Whenever a line in the entries includes the word "black", copy that line out.
◇ ◇ ◇ ◇
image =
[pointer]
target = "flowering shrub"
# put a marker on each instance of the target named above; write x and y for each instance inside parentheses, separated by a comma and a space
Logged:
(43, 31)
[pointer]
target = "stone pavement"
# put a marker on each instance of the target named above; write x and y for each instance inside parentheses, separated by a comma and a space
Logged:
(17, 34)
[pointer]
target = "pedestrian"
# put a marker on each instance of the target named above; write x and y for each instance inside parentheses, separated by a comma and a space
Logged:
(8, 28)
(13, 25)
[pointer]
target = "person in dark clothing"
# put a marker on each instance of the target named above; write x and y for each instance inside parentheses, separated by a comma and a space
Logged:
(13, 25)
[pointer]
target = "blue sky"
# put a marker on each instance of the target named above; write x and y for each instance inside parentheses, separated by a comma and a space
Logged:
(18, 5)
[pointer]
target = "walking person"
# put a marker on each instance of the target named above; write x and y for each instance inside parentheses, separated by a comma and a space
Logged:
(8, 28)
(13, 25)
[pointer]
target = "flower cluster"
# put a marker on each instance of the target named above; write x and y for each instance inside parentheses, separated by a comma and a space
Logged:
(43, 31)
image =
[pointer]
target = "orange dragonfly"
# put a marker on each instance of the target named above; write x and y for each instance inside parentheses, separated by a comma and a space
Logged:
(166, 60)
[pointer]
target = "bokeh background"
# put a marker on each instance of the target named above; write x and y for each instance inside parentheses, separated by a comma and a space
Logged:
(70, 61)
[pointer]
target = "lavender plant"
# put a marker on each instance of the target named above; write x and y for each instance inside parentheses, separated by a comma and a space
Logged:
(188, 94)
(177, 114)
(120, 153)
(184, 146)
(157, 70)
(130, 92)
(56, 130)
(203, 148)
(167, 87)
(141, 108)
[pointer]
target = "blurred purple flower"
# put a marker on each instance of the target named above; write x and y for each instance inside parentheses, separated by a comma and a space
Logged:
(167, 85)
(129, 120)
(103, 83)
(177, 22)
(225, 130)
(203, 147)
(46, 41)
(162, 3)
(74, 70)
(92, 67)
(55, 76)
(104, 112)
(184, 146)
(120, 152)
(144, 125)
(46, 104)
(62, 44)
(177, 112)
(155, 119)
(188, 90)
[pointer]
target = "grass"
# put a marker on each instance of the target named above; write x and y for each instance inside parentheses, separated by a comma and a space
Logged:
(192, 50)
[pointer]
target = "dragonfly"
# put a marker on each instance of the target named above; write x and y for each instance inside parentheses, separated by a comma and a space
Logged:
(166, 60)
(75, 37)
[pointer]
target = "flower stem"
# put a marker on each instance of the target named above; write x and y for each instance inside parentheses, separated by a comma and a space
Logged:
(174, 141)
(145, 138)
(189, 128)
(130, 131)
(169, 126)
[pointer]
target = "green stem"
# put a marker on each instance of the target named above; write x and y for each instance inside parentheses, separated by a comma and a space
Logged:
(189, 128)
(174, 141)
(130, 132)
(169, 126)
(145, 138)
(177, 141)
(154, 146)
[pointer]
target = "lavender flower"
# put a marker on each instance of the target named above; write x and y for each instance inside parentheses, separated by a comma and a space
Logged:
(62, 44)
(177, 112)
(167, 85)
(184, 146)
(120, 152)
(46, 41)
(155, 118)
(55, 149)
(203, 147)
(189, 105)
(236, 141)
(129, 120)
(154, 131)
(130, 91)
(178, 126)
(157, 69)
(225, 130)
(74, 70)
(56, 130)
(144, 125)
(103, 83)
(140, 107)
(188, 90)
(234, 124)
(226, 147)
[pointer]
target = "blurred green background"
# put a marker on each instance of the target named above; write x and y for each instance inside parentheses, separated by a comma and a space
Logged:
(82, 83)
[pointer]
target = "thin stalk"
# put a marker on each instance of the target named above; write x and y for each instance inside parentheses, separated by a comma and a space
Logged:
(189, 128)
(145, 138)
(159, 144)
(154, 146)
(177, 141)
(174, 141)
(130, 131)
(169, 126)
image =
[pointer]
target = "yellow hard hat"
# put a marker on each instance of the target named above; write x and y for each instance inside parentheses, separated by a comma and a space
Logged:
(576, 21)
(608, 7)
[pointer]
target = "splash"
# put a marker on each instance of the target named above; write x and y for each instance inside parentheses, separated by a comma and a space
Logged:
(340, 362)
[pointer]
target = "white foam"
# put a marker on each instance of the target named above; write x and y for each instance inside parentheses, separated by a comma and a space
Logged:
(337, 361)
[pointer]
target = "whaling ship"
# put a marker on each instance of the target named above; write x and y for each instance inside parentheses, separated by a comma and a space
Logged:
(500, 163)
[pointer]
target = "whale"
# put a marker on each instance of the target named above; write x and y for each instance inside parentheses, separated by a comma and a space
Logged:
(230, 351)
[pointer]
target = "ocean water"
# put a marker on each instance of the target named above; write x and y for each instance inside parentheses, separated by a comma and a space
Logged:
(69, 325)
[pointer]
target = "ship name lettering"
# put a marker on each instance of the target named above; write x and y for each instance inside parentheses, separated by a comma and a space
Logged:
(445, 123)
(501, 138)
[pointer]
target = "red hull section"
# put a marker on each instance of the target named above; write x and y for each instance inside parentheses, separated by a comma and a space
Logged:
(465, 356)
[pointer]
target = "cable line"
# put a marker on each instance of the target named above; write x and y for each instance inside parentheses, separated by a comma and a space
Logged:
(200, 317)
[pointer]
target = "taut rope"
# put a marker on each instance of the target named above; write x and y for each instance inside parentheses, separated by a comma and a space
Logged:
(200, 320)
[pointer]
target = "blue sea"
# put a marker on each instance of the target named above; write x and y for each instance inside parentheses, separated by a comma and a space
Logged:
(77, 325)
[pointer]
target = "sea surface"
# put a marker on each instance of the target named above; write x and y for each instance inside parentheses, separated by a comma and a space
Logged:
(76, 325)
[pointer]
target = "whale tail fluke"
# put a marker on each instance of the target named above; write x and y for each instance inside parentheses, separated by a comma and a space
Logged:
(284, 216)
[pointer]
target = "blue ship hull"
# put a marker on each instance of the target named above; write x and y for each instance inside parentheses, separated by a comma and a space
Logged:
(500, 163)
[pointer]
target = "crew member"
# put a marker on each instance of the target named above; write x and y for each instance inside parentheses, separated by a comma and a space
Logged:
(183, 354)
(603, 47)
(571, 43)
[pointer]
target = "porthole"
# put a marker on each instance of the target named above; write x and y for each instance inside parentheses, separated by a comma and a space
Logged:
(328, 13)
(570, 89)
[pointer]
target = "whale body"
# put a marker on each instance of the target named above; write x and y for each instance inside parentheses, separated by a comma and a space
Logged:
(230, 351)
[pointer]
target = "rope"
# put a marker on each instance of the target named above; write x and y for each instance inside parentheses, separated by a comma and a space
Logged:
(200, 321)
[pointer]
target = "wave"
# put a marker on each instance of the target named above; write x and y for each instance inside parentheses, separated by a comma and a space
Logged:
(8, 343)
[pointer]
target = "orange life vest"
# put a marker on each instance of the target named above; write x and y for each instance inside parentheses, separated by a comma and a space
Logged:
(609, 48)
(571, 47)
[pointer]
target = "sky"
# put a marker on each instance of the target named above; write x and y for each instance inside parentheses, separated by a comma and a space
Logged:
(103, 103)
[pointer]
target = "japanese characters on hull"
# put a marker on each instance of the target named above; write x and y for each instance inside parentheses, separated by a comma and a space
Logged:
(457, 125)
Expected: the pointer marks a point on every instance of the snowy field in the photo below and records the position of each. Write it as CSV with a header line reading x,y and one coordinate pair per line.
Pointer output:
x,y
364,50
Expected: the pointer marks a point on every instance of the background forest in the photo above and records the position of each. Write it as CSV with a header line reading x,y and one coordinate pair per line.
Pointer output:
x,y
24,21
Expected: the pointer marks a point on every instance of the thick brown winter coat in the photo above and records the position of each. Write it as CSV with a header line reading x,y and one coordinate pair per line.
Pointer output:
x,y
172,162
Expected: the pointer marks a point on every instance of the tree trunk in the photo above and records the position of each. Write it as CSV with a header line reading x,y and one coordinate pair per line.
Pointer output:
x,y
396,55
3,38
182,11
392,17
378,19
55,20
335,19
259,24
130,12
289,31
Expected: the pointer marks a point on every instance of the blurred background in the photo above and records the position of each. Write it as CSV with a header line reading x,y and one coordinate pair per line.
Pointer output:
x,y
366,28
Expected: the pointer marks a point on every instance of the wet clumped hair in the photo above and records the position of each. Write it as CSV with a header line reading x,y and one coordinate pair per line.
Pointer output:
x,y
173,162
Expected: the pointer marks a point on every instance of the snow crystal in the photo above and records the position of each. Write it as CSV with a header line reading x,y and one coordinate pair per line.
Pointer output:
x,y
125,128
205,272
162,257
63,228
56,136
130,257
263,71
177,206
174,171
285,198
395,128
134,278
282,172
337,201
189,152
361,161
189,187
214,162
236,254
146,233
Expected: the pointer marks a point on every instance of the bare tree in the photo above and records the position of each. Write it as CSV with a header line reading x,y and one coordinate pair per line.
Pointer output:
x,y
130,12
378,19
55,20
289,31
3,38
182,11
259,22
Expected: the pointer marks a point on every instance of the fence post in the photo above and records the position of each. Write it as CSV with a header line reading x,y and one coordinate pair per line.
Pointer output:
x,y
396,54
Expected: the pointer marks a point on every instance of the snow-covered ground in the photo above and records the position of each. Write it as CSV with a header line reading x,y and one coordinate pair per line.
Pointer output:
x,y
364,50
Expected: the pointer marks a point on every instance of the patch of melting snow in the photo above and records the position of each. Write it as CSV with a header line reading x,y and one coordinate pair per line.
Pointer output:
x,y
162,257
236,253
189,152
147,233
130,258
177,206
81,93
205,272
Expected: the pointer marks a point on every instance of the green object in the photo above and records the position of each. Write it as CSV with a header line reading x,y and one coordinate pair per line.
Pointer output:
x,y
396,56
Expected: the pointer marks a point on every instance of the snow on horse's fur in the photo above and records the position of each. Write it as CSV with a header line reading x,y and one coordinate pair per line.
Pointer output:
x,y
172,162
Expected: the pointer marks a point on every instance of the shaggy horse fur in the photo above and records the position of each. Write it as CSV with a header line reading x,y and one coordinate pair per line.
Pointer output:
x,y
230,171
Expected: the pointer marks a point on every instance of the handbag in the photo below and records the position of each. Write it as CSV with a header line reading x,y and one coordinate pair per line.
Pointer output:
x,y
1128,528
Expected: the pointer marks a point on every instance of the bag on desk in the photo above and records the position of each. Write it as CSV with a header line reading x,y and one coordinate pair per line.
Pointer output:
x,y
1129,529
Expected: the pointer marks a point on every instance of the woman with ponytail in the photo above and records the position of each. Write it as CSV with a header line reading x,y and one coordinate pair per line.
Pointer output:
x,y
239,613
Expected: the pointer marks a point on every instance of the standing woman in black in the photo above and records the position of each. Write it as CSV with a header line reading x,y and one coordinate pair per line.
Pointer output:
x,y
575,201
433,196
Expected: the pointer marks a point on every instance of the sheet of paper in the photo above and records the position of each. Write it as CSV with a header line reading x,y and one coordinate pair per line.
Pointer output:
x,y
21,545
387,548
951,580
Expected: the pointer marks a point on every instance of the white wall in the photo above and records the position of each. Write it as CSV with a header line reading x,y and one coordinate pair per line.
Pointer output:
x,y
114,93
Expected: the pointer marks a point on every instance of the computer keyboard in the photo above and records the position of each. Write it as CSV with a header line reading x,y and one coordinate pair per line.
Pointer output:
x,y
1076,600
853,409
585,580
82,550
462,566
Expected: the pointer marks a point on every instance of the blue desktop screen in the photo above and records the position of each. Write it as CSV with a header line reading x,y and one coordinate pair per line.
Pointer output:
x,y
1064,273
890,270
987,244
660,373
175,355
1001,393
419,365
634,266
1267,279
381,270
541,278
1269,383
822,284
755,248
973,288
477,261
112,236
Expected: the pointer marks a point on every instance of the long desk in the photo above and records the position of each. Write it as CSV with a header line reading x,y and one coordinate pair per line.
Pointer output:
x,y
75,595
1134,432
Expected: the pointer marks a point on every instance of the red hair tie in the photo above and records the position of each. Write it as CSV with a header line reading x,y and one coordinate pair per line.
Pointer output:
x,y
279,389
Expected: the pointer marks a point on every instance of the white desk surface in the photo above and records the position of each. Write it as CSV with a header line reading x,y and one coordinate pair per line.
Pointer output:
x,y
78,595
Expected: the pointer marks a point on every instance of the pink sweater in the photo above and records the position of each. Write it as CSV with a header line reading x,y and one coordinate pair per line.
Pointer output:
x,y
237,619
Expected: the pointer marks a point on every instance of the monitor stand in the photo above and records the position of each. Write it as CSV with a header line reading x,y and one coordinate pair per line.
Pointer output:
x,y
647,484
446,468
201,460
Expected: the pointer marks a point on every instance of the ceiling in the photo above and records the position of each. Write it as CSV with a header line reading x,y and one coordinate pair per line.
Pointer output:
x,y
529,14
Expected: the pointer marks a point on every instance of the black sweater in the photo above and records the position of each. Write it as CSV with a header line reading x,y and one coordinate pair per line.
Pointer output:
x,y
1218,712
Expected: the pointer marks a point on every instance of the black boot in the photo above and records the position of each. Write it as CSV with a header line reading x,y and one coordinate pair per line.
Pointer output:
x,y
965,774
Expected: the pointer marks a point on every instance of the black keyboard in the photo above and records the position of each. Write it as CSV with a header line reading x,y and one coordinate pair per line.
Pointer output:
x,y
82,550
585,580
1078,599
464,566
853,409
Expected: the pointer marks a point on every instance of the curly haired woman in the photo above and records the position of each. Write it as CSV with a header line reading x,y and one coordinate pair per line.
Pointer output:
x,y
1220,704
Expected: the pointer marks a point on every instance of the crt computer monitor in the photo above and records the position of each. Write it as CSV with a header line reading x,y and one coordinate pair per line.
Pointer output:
◇ ◇ ◇ ◇
- _Task solution_:
Expected: the pointer marks a point on every instance of the standing woman in black in the photo above and records the position of each. Write it as CSV with a header line reading x,y and one coordinate pair per line.
Expected: the pointer marks a point on every instance of the black sweater in the photo above and records the position of each. Write it as CSV with a header line reading x,y and one coordinate pair per line.
Expected: the pointer marks a point on every instance of the black boot in the photo above and records the position of each. Write it as CSV with a header line reading x,y and one coordinate pair per line.
Expected: the pointer marks a point on every instance of the black keyboard in the photo above and records the position of each. Write it as CSV with a header line reading x,y and one coordinate pair per line.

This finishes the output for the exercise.